[INFORMATION PROVIDED start]
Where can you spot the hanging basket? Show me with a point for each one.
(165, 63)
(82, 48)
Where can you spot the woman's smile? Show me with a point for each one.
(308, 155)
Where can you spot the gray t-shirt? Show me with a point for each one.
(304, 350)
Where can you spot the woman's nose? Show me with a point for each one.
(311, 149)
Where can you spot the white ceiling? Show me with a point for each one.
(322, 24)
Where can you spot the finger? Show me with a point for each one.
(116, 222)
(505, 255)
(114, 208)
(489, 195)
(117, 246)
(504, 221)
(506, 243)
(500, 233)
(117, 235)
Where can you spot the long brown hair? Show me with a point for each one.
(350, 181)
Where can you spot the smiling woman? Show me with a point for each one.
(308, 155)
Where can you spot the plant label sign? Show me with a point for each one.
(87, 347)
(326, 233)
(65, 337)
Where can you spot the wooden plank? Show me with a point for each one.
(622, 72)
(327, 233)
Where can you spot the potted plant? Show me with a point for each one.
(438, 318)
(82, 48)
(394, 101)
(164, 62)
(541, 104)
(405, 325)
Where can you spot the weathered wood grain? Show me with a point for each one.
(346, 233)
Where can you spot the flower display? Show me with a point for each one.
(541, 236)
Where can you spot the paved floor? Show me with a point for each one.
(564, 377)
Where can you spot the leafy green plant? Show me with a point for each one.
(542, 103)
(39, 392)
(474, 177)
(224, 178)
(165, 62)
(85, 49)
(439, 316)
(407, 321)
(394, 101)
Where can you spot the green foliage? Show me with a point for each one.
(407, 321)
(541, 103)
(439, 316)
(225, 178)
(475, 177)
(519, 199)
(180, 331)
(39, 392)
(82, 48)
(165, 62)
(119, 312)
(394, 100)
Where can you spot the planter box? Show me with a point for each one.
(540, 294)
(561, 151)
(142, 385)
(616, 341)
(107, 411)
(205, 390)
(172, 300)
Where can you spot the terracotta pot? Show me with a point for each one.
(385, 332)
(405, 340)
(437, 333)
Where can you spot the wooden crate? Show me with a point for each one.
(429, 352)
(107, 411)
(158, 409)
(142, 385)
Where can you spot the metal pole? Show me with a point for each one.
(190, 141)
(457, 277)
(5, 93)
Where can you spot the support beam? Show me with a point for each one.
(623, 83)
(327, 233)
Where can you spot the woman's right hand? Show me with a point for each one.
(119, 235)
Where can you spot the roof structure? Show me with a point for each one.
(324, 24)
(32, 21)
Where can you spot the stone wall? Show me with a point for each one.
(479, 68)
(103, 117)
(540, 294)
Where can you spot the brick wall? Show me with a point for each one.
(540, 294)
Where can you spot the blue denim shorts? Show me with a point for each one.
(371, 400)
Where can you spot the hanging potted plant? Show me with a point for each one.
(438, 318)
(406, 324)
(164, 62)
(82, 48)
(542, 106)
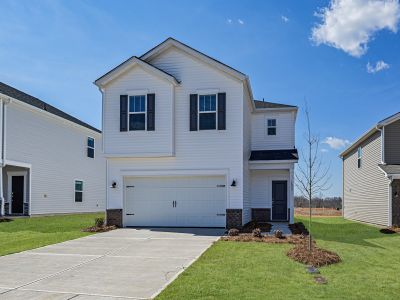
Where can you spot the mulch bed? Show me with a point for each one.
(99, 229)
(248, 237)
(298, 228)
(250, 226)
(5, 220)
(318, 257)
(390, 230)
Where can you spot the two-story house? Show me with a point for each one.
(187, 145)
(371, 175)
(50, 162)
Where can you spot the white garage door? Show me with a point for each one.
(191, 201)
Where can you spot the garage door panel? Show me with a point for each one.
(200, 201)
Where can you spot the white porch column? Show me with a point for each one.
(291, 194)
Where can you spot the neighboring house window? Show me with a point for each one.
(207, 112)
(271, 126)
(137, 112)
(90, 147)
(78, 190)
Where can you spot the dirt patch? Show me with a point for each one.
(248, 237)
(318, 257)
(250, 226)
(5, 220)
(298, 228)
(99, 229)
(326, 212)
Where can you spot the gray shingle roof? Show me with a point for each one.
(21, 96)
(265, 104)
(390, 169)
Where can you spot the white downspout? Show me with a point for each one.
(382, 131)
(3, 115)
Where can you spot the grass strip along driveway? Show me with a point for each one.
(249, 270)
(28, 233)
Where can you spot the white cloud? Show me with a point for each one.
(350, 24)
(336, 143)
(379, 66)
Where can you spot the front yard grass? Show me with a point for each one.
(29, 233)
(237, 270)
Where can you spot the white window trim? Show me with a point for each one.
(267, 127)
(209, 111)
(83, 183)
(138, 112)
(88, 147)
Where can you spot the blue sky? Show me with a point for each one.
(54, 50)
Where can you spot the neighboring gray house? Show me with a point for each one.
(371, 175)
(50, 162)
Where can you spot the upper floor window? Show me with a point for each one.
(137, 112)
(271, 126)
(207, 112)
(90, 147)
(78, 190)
[INFORMATION PROVIDED end]
[INFORMATION PROVIDED start]
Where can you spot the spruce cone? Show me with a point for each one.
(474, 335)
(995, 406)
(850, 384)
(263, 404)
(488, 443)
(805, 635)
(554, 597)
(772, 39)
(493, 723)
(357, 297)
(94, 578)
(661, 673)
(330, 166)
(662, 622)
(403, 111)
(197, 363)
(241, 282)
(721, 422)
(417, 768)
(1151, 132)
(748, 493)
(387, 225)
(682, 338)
[INFORMATION PROVIDED end]
▸ **EXERCISE DETAILS**
Find every line in the items above that contains the string "wooden", matching case exactly, and copy each of those lines.

▸ **COMPLETE RESPONSE**
Where can you spot the wooden plank? Show me with a point for each one.
Where can you spot the wooden crate? Show me with a point for each one.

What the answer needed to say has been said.